= ENTRIES SHOWN =
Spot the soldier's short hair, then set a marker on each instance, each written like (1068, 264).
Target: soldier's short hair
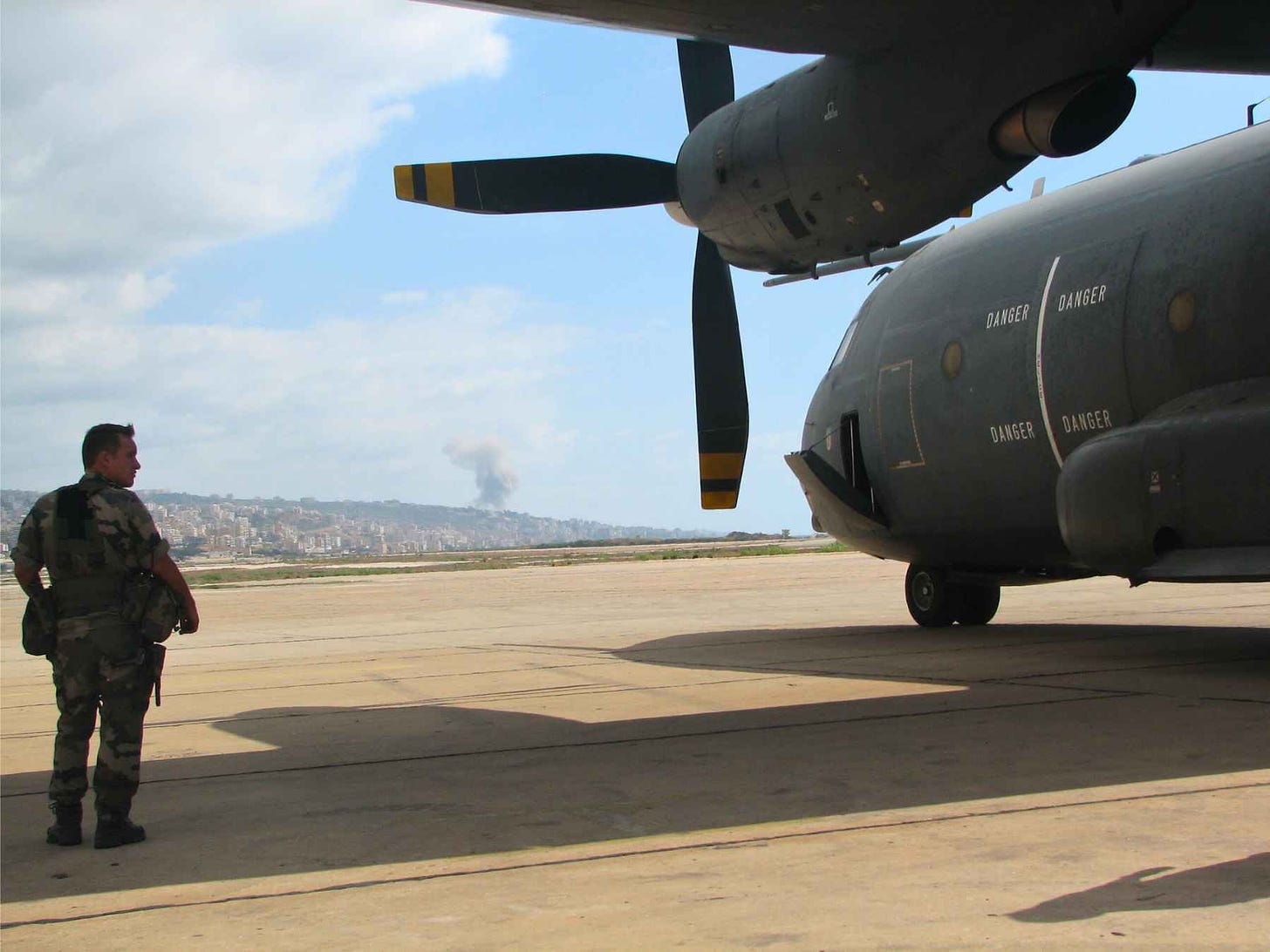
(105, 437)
---
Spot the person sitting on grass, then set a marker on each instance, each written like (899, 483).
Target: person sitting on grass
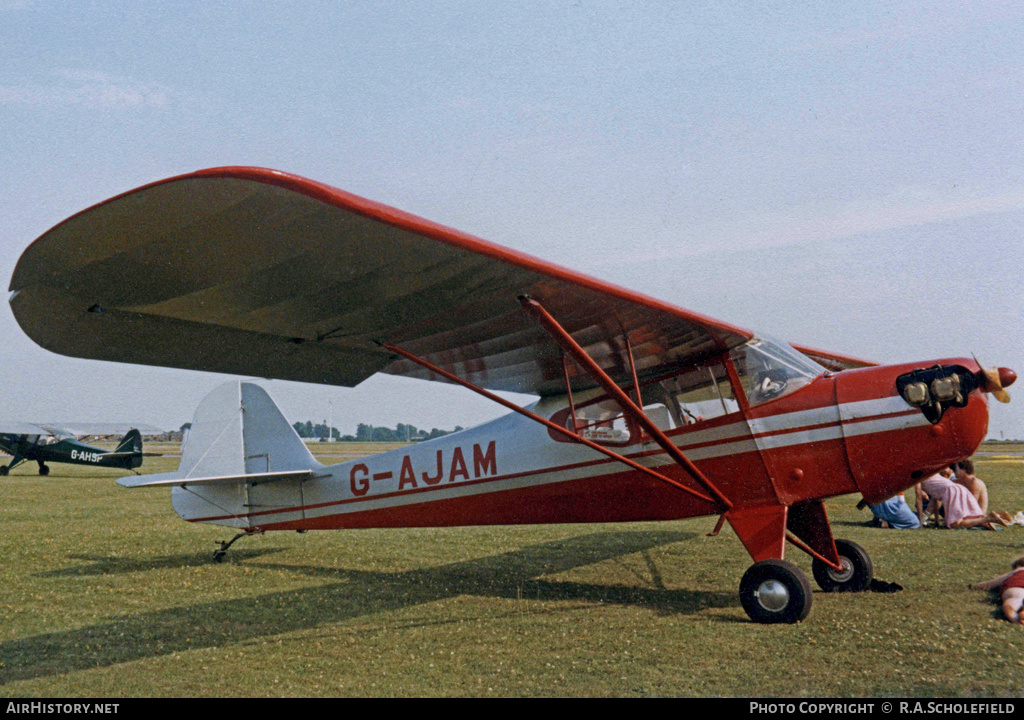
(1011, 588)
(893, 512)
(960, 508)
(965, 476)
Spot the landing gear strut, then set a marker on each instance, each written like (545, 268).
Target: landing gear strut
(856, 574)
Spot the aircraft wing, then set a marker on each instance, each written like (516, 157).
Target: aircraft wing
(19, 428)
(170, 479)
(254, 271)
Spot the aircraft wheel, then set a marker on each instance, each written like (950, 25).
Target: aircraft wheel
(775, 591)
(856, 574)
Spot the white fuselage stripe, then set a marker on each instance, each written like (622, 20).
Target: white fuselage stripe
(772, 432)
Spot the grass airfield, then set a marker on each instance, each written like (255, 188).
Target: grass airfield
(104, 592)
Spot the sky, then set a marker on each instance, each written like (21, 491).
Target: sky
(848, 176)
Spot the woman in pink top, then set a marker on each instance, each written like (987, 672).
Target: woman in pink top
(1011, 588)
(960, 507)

= REQUEST =
Please pick out each line of the entries above that contains the string "fuselage" and copy those lines. Case counts.

= REPLY =
Spot the white fuselage stripe, then set a marker on each instance, each written like (622, 20).
Target: white fuselage stripe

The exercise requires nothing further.